> [Problems to solve]:
A. Return the part of the article on Shantanu Das's Parsi photographs starting at "Photographer Shantanu Das’" and ending at "the Parsi community.", copied word for word.
B. Resume the article on Shantanu Das's photographs of the Parsi community, writing on from its last sentence.

> [Selected extract]:
************

Capturing the Parsi legacy

Published : Nov 23, 2019, 11:57 pm IST
Updated : Nov 24, 2019, 8:27 am IST

Photographer Shantanu Das’ exhibition in the city documents the lives, rituals, and customs of the diminishing Parsi community.

 The photographer spent more than six years, shooting Parsi community from different parts of the country.
  The photographer spent more than six years, shooting Parsi community from different parts of the country.

When photographer Shantanu Das visited the Gujarati town of Udvada, he was immediately drawn to the Parsi community living there. The photographer then did what he is best at: Capturing the moment. He then went on to publish the pictures in a coffee table book, encapsulating the rich culture and tradition of the Parsi community.

“As a photographer, I feel that you should not be satisfied. When you’re satisfied, you stop,” says Shantanu, who adds that this feeling of dissatisfaction drove him to push the project even further. The photographer, who is exhibiting his photographs in an exhibition titled Parsis - A Timeless Legacy, feels the project is still ongoing.

“After the Udvada book was published, I thought ‘Why stop here? Let me shoot more and more,” says the 47-year-old, who then went back to his hometown of Kolkata to find the local Parsi community. “During Durga Puja, I went home and started researching the other areas I could shoot. I asked people and found a contact of a Parsi club in Calcutta Maidan, so I shot Parsis in Calcutta, their homes, people, and club. Then I thought, ‘Let's shoot in different places’. I went to Surat and Bombay is the hub, so it’s ongoing,” he reveals.

************

> [Stored data]:
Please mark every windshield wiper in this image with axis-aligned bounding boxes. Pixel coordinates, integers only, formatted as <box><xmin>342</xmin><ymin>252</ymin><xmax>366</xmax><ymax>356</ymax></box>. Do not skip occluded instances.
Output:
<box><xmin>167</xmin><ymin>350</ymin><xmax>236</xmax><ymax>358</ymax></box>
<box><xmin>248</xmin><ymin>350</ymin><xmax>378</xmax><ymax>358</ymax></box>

************

> [Responses per task]:
A.
Photographer Shantanu Das’ exhibition in the city documents the lives, rituals, and customs of the diminishing Parsi community.

 The photographer spent more than six years, shooting Parsi community from different parts of the country.
  The photographer spent more than six years, shooting Parsi community from different parts of the country.

When photographer Shantanu Das visited the Gujarati town of Udvada, he was immediately drawn to the Parsi community living there. The photographer then did what he is best at: Capturing the moment. He then went on to publish the pictures in a coffee table book, encapsulating the rich culture and tradition of the Parsi community.

B.
Talking about what drew him towards the community, Shantanu explains, “I feel Parsis are a very interesting community because they have the ability to laugh at themselves. It’s not easy, so it’s very interesting. They also have a ‘live and let live’ attitude.” Additionally, he finds that the community made a massive contribution to the country in terms of architecture.

On his journey, Shantanu was introduced to businessman Parvez Damania at the latter’s son’s Navjot ceremony, and the two instantly became friends. Thirteen years later, he encouraged the photographer to put up his pictures at the exhibition. Talking about why it’s important for the community, Parvez says, “We thought of this exhibition to enlighten people about the life and presence of the Parsi community, who may be small in number but have made a tremendous contribution to India. Few artists have dedicated time to documenting Parsi people, and fewer have had permission to document what are often very private and personal traditions. We wanted to take this opportunity to share the unique Parsi culture, rituals, and traditions with a wider population.”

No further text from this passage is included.